* _Written instruction_: Please update the records below by changing each "dog" to "hound" and keeping everything else the same.

* _Data shown_:

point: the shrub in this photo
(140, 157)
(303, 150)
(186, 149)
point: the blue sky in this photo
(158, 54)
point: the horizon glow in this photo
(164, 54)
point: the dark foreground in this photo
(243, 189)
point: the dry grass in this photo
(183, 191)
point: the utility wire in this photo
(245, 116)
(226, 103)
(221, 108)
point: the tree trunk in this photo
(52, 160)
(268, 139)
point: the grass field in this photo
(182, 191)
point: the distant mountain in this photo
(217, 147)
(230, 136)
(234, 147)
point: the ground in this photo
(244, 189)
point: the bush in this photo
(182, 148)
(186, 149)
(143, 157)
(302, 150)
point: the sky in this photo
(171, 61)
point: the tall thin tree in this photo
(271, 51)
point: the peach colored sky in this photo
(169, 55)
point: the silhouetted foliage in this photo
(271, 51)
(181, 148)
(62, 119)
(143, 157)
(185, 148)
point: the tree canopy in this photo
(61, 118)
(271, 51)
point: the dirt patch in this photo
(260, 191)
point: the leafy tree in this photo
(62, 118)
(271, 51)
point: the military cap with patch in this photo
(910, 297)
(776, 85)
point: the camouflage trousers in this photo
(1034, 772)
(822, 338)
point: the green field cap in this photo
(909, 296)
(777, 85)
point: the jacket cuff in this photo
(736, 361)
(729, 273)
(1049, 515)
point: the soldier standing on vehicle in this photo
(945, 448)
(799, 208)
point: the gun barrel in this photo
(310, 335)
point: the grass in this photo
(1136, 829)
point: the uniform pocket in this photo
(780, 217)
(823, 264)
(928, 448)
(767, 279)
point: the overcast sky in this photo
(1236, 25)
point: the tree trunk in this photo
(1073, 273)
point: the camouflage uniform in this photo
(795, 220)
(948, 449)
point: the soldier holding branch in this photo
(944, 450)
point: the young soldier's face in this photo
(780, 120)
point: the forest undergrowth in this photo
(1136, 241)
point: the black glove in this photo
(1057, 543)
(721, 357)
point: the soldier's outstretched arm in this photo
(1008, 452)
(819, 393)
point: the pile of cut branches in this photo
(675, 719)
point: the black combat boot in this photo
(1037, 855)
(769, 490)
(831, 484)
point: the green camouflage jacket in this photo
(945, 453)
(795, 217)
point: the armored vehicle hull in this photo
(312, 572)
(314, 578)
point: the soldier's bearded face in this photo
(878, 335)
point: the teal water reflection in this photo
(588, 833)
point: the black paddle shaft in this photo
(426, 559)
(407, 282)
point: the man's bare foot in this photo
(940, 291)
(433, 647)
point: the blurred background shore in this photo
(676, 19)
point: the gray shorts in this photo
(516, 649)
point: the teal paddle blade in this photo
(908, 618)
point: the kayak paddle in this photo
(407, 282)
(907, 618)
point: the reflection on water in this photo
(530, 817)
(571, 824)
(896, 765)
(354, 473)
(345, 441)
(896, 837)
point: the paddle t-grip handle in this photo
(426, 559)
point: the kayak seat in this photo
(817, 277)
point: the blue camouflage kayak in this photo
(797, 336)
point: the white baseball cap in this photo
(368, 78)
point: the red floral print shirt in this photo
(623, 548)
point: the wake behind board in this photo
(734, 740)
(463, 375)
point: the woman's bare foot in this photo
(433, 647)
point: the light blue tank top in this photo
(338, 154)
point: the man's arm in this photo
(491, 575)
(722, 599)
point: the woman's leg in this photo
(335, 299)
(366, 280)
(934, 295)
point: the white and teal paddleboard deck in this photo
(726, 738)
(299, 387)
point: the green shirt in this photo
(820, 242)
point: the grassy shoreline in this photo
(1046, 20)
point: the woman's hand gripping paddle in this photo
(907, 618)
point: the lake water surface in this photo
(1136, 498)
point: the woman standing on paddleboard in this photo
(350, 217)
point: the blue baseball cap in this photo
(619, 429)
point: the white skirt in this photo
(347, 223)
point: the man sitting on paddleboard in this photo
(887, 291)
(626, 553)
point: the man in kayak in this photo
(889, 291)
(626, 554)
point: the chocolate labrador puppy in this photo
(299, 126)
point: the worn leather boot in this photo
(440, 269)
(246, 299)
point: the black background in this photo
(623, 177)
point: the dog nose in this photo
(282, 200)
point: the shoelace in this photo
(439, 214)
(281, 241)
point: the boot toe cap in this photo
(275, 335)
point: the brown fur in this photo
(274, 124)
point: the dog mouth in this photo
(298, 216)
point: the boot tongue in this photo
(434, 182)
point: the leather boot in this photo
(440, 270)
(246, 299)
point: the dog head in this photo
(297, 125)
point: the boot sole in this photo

* _Exercise response_:
point: the shrub in this photo
(140, 157)
(303, 150)
(186, 149)
point: the blue sky in this photo
(158, 54)
point: the horizon glow in this photo
(164, 54)
point: the dark foreground in this photo
(243, 189)
point: the dry grass in this photo
(183, 191)
point: the utility wire in this photo
(245, 116)
(226, 103)
(221, 108)
point: the tree trunk in this photo
(52, 160)
(268, 139)
point: the grass field in this photo
(182, 191)
point: the distant mountain in this photo
(217, 147)
(230, 136)
(234, 147)
point: the ground in this photo
(244, 189)
point: the bush in this photo
(182, 148)
(186, 149)
(143, 157)
(302, 150)
point: the sky in this photo
(171, 61)
point: the tall thin tree in this photo
(271, 51)
point: the peach colored sky in this photo
(169, 55)
point: the silhouetted foliage in this photo
(271, 51)
(181, 148)
(62, 119)
(143, 157)
(185, 148)
point: the tree canopy in this photo
(61, 118)
(271, 51)
point: the dirt patch in this photo
(260, 191)
point: the leafy tree in this photo
(62, 118)
(271, 51)
point: the military cap with patch in this photo
(910, 297)
(776, 85)
point: the camouflage trousers in this photo
(1034, 772)
(822, 338)
point: the green field cap in this photo
(909, 296)
(777, 85)
point: the jacket cuff in this photo
(736, 361)
(729, 273)
(1049, 515)
point: the soldier standing on vehicle in this photo
(945, 448)
(799, 208)
point: the gun barrel in this photo
(310, 335)
point: the grass in this photo
(1136, 829)
point: the uniform pocket in this photo
(780, 217)
(823, 264)
(928, 448)
(767, 279)
point: the overcast sky in this photo
(1236, 25)
point: the tree trunk in this photo
(1073, 273)
point: the camouflage uniform in this photo
(795, 220)
(948, 449)
point: the soldier holding branch in this photo
(944, 450)
point: the young soldier's face in this photo
(780, 120)
point: the forest undergrowth in this photo
(1136, 241)
point: the black glove in this photo
(1057, 543)
(721, 357)
point: the soldier's outstretched arm in this photo
(1008, 452)
(819, 393)
point: the pile of cut branches in this photo
(675, 719)
point: the black combat boot in this photo
(1037, 855)
(769, 490)
(831, 484)
point: the green camouflage jacket in this photo
(945, 453)
(795, 217)
point: the armored vehicle hull in this photo
(312, 572)
(314, 578)
point: the soldier's bearded face in this photo
(878, 335)
point: the teal water reflection in this photo
(588, 833)
point: the black paddle shaft in this photo
(426, 559)
(407, 282)
point: the man's bare foot in this photo
(940, 291)
(433, 647)
point: the blurred background shore in this photo
(676, 19)
point: the gray shorts in this photo
(516, 649)
point: the teal paddle blade in this photo
(908, 618)
point: the kayak paddle in this photo
(407, 282)
(907, 618)
point: the reflection on water in this photo
(530, 817)
(571, 824)
(896, 765)
(354, 473)
(345, 441)
(896, 837)
point: the paddle t-grip handle in this photo
(426, 559)
point: the kayak seat in this photo
(817, 277)
point: the blue camouflage kayak in this photo
(797, 336)
point: the white baseball cap in this photo
(368, 78)
point: the red floral print shirt in this photo
(623, 548)
point: the wake behind board in this photo
(734, 740)
(463, 375)
point: the woman's bare foot in this photo
(433, 647)
point: the light blue tank top in this photo
(338, 154)
point: the man's arm in this photo
(491, 575)
(722, 599)
point: the woman's leg in this photo
(335, 299)
(366, 280)
(934, 295)
point: the white and teal paddleboard deck in this photo
(726, 738)
(299, 387)
point: the green shirt in this photo
(820, 242)
point: the grassy shoreline in this photo
(1046, 20)
point: the woman's hand gripping paddle in this photo
(907, 618)
point: the lake water surface in this photo
(1136, 498)
point: the woman standing on paddleboard in this photo
(350, 217)
point: the blue baseball cap in this photo
(619, 429)
point: the white skirt in this photo
(347, 223)
point: the man sitting on paddleboard in this photo
(887, 291)
(626, 553)
point: the man in kayak in this photo
(889, 291)
(626, 554)
point: the chocolate labrador puppy in this photo
(299, 126)
point: the worn leather boot in this photo
(440, 269)
(246, 299)
point: the black background in this photo
(623, 177)
point: the hound nose in this photo
(282, 200)
point: the shoelace in this photo
(439, 214)
(281, 241)
point: the boot toe cap in this photo
(275, 335)
point: the brown fur in this photo
(274, 124)
point: the hound mouth in this photo
(298, 216)
point: the boot tongue in this photo
(434, 182)
point: the leather boot in this photo
(440, 270)
(246, 299)
point: the hound head in this photo
(297, 125)
point: the boot sole in this photo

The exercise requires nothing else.